Data records >>
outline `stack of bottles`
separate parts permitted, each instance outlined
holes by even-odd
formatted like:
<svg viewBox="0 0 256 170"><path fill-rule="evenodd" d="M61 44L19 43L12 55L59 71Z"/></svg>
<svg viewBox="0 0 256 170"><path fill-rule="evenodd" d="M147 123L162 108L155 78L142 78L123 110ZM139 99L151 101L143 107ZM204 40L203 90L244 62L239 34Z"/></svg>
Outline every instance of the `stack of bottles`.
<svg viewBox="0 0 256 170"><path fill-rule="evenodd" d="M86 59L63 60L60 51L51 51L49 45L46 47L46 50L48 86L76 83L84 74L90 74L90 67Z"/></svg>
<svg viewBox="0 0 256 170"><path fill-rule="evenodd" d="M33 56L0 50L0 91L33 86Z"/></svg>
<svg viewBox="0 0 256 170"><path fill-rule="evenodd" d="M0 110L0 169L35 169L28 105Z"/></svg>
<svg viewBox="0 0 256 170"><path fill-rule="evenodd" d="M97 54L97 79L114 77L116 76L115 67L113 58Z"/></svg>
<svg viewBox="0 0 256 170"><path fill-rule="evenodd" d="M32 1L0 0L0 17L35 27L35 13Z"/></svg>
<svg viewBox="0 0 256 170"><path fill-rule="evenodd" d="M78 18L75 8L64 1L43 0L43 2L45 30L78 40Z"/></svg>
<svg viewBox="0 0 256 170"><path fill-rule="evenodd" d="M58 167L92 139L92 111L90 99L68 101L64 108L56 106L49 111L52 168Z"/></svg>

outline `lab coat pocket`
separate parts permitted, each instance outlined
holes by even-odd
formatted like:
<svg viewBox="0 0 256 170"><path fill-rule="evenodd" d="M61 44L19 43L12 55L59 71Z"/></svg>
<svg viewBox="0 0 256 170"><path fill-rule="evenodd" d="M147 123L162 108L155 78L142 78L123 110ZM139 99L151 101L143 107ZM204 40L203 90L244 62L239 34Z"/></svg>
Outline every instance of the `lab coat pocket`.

What the exercise asks >> Reproduce all of the rows above verbatim, keeping every line unchanged and in its original order.

Answer to this exercise >>
outline `stack of bottles`
separate parts permitted, each instance outlined
holes by even-odd
formatted like:
<svg viewBox="0 0 256 170"><path fill-rule="evenodd" d="M61 44L19 43L12 55L59 71Z"/></svg>
<svg viewBox="0 0 256 170"><path fill-rule="evenodd" d="M147 123L162 108L155 78L142 78L123 110ZM139 99L151 101L143 107ZM204 40L203 90L244 62L239 34Z"/></svg>
Outline every instance of the `stack of bottles`.
<svg viewBox="0 0 256 170"><path fill-rule="evenodd" d="M86 59L63 60L60 51L51 51L49 45L46 47L46 50L48 86L76 83L84 74L90 74L90 67Z"/></svg>
<svg viewBox="0 0 256 170"><path fill-rule="evenodd" d="M33 56L0 50L0 91L33 86Z"/></svg>
<svg viewBox="0 0 256 170"><path fill-rule="evenodd" d="M0 110L0 169L35 169L28 105Z"/></svg>
<svg viewBox="0 0 256 170"><path fill-rule="evenodd" d="M97 54L97 79L114 77L116 76L115 67L113 58Z"/></svg>
<svg viewBox="0 0 256 170"><path fill-rule="evenodd" d="M32 1L0 0L0 17L35 27L35 13Z"/></svg>
<svg viewBox="0 0 256 170"><path fill-rule="evenodd" d="M78 18L75 8L64 1L43 0L43 2L45 30L78 40Z"/></svg>
<svg viewBox="0 0 256 170"><path fill-rule="evenodd" d="M58 167L92 139L92 111L90 99L68 101L64 108L56 106L49 111L52 168Z"/></svg>

outline `lab coat pocket`
separate parts permitted, each instance outlined
holes by even-odd
formatted like:
<svg viewBox="0 0 256 170"><path fill-rule="evenodd" d="M61 44L19 43L12 55L59 71Z"/></svg>
<svg viewBox="0 0 256 170"><path fill-rule="evenodd" d="M147 123L162 108L155 78L142 78L123 110ZM139 99L151 101L143 107ZM204 40L203 90L244 62L239 34Z"/></svg>
Outline every instance of the `lab coat pocket`.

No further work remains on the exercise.